WORK TO COMPLETE
From the first line to the last, copy the data below word for word.
(Beginning of DATA PROVIDED)
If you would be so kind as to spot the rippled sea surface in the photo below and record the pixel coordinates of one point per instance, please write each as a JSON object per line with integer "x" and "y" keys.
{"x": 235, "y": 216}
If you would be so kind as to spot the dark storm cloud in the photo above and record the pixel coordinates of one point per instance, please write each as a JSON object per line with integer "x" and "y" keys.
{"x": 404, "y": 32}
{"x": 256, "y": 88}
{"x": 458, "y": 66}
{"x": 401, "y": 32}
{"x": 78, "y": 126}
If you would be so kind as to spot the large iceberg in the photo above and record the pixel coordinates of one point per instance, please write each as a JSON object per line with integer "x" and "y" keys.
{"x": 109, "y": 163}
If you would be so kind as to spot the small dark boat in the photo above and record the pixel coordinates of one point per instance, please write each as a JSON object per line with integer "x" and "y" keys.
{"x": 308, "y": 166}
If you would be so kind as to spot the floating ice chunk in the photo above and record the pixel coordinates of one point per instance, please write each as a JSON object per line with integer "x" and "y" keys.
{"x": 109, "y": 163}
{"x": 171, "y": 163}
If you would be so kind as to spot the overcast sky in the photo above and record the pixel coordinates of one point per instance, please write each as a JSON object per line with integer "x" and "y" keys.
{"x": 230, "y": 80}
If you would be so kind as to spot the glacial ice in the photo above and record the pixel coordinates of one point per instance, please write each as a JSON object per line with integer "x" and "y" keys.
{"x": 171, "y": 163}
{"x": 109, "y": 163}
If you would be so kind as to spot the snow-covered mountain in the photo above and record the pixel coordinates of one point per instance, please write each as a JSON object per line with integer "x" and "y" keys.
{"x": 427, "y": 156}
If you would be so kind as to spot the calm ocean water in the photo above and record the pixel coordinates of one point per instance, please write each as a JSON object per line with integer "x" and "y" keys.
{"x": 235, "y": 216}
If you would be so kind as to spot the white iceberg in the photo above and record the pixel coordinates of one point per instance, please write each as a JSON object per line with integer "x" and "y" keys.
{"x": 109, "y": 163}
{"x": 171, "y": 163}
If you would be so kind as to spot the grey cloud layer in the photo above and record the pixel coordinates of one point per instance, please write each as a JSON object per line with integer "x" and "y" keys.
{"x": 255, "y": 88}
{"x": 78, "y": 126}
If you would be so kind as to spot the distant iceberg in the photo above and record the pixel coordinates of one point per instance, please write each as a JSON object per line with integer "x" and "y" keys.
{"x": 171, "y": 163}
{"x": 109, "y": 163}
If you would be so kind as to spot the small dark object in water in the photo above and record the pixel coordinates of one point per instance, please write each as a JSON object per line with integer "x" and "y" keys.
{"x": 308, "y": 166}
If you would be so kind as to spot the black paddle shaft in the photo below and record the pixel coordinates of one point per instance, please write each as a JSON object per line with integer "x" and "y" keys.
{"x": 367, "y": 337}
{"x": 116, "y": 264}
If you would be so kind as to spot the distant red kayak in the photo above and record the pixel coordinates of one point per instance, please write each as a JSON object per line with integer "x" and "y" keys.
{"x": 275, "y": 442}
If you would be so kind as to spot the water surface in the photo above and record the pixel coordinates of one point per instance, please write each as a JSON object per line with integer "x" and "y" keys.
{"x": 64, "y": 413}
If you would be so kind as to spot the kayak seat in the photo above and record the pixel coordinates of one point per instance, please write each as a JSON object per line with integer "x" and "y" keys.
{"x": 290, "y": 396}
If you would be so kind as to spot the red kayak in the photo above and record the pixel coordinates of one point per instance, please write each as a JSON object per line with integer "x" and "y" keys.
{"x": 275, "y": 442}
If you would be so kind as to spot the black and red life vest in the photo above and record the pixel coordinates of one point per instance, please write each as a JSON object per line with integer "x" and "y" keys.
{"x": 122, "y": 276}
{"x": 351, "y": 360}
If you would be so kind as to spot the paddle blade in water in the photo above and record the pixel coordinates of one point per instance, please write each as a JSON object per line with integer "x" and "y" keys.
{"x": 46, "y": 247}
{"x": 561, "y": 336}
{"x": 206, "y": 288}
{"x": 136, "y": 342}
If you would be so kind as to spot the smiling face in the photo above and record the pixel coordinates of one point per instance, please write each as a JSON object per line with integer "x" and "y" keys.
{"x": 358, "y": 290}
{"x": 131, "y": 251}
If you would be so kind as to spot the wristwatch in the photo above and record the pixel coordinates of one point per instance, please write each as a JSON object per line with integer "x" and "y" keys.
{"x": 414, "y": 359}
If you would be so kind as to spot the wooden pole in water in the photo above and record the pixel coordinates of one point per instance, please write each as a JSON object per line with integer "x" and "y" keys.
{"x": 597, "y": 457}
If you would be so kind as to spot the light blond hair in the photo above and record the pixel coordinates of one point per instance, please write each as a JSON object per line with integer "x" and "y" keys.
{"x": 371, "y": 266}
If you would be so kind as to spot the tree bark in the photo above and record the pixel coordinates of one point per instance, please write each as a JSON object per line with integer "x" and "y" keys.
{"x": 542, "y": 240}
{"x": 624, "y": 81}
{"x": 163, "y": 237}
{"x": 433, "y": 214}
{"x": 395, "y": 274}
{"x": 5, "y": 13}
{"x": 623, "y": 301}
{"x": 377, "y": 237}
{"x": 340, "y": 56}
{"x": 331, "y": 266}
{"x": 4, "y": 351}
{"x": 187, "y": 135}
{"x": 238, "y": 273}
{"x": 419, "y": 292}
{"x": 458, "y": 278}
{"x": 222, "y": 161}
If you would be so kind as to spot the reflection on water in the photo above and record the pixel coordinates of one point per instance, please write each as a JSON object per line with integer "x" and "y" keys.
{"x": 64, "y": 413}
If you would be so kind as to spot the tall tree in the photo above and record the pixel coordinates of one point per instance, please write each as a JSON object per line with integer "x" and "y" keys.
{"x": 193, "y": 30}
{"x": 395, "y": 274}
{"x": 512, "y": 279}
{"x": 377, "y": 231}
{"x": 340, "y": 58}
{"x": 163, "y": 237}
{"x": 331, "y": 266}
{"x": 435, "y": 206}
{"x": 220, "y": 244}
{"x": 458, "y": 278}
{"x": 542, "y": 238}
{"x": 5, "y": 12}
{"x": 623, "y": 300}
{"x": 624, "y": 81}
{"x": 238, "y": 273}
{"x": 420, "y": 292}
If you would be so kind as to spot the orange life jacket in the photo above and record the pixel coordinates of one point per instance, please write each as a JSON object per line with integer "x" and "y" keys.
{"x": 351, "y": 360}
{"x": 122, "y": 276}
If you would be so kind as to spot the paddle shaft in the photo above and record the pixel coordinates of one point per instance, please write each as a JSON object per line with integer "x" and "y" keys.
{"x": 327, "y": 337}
(End of DATA PROVIDED)
REPLY
If you would be so kind as to spot the rippled sea surface in the photo below and record the pixel coordinates of one point per instance, please write each as a JSON object per line with integer "x" and "y" keys.
{"x": 235, "y": 216}
If you would be so kind as to spot the dark storm cloud in the photo above and record the pixel coordinates of one point per instance, please write each as a JSON object per line with integer "x" and "y" keys.
{"x": 404, "y": 32}
{"x": 256, "y": 88}
{"x": 458, "y": 66}
{"x": 401, "y": 32}
{"x": 78, "y": 126}
If you would be so kind as to spot the large iceberg in the photo above and record the pixel coordinates of one point per instance, please write each as a JSON object per line with integer "x" and "y" keys.
{"x": 109, "y": 163}
If you would be so kind as to spot the small dark boat in the photo above and record the pixel coordinates of one point per instance, please write each as a JSON object per line with integer "x" and "y" keys.
{"x": 308, "y": 166}
If you would be so kind as to spot the floating ice chunk in the photo above and record the pixel coordinates of one point per instance, please write each as a JSON object per line with integer "x" and "y" keys.
{"x": 109, "y": 163}
{"x": 171, "y": 163}
If you would be so kind as to spot the overcast sky in the photo above and record the pixel coordinates of one point per instance, please write each as a JSON object per line with integer "x" and "y" keys.
{"x": 230, "y": 80}
If you would be so kind as to spot the glacial ice in the photo above and record the pixel coordinates of one point per instance, please write each as a JSON object per line with integer "x" and "y" keys.
{"x": 171, "y": 163}
{"x": 109, "y": 163}
If you would be so kind as to spot the snow-covered mountain in the photo above and record the pixel coordinates of one point per instance, please write each as a JSON object per line with integer "x" and "y" keys.
{"x": 427, "y": 156}
If you would be so kind as to spot the calm ocean water in the photo above and record the pixel coordinates of one point per instance, please write each as a JSON object per line with integer "x" and "y" keys.
{"x": 235, "y": 216}
If you would be so kind as to spot the white iceberg in the photo above and record the pixel coordinates of one point per instance, please write each as a JSON object per line with integer "x" and "y" keys.
{"x": 109, "y": 163}
{"x": 171, "y": 163}
If you would be so kind as to spot the grey cloud layer in the photo above and record the pixel coordinates of one point per instance, please write each as a JSON object per line with integer "x" and "y" keys.
{"x": 255, "y": 88}
{"x": 78, "y": 126}
If you would be so kind as to spot the distant iceberg in the photo above and record the pixel coordinates of one point per instance, please write each as a JSON object per line with integer "x" and "y" keys.
{"x": 171, "y": 163}
{"x": 109, "y": 163}
If you would be so kind as to spot the small dark object in water in the photo above and record the pixel coordinates of one point per instance, please write each as a JSON object per line with integer "x" and "y" keys.
{"x": 308, "y": 166}
If you would be so kind as to spot the black paddle shaft in the photo below and record the pixel coordinates of one point per instance, please write each as a JSON object per line with integer "x" and "y" keys.
{"x": 367, "y": 337}
{"x": 116, "y": 264}
If you would be so kind as to spot the distant red kayak in the photo above and record the pixel coordinates of one point per instance, please write each as a JSON object per line with integer "x" and "y" keys.
{"x": 275, "y": 442}
If you would be so kind as to spot the water surface in the photo above and record the pixel coordinates of one point per instance, please write each as a JSON object per line with integer "x" and "y" keys.
{"x": 64, "y": 413}
If you would be so kind as to spot the kayak seat in the photo above and record the pixel coordinates of one point per instance, please write each as a JSON object per line with integer "x" and "y" keys.
{"x": 290, "y": 396}
If you would be so kind as to spot the red kayak in the photo above and record the pixel coordinates of one point per instance, please write each as a JSON object per line with integer "x" and "y" keys.
{"x": 275, "y": 442}
If you would be so kind as to spot the black and red life vest in the photo above and record the pixel coordinates of one point per instance, please write each as a JSON object per line with integer "x" and "y" keys.
{"x": 122, "y": 276}
{"x": 351, "y": 360}
If you would be so kind as to spot the paddle blade in water in the photo above and record the pixel coordinates of one point per instance, please write each as a JSON object per line with integer "x" and "y" keys.
{"x": 46, "y": 247}
{"x": 561, "y": 336}
{"x": 206, "y": 288}
{"x": 136, "y": 342}
If you would be so kind as to spot the smiling face in the photo above and record the pixel coordinates of one point per instance, please write each as a JSON object per line with integer "x" and "y" keys.
{"x": 358, "y": 290}
{"x": 131, "y": 251}
If you would be so kind as to spot the wristwatch in the photo above and record the pixel coordinates of one point per instance, please write each as a JSON object per line with integer "x" and "y" keys.
{"x": 414, "y": 359}
If you would be so kind as to spot the wooden pole in water in the photo above and record the pixel coordinates of one point per instance, please write each as a JSON object per line with integer "x" and "y" keys.
{"x": 597, "y": 457}
If you would be so kind as to spot the light blond hair in the photo above and record the pixel coordinates of one point per instance, please write each as a JSON object per line with integer "x" and "y" keys.
{"x": 371, "y": 266}
If you would be so kind as to spot the tree bark in the photo above and record the pixel coordinates of one point per instance, please write each as a JSON object per line with integer "x" and "y" keys.
{"x": 542, "y": 240}
{"x": 624, "y": 81}
{"x": 163, "y": 237}
{"x": 433, "y": 214}
{"x": 395, "y": 274}
{"x": 5, "y": 13}
{"x": 623, "y": 301}
{"x": 377, "y": 237}
{"x": 340, "y": 56}
{"x": 331, "y": 266}
{"x": 4, "y": 351}
{"x": 187, "y": 135}
{"x": 238, "y": 273}
{"x": 419, "y": 292}
{"x": 458, "y": 278}
{"x": 222, "y": 161}
If you would be so kind as to spot the reflection on water in the photo above and record the pixel coordinates of one point per instance, please write each as a JSON object per line with integer "x" and "y" keys.
{"x": 64, "y": 413}
If you would be so kind as to spot the tall tree in the photo above and record the pixel coordinates of one point per instance, please write each as a JSON object per line with integer "x" and "y" keys.
{"x": 193, "y": 30}
{"x": 395, "y": 274}
{"x": 512, "y": 279}
{"x": 377, "y": 231}
{"x": 340, "y": 58}
{"x": 163, "y": 237}
{"x": 331, "y": 266}
{"x": 435, "y": 206}
{"x": 220, "y": 244}
{"x": 458, "y": 278}
{"x": 542, "y": 238}
{"x": 5, "y": 12}
{"x": 623, "y": 300}
{"x": 624, "y": 81}
{"x": 238, "y": 273}
{"x": 420, "y": 292}
If you would be so kind as to spot the orange life jacket in the photo above and record the pixel coordinates of one point per instance, please write each as a JSON object per line with integer "x" and "y" keys.
{"x": 351, "y": 360}
{"x": 122, "y": 276}
If you would be so kind as to spot the paddle shaft in the photo above and record the pixel coordinates of one point per instance, please write each as a JSON object per line with integer "x" and "y" keys.
{"x": 327, "y": 337}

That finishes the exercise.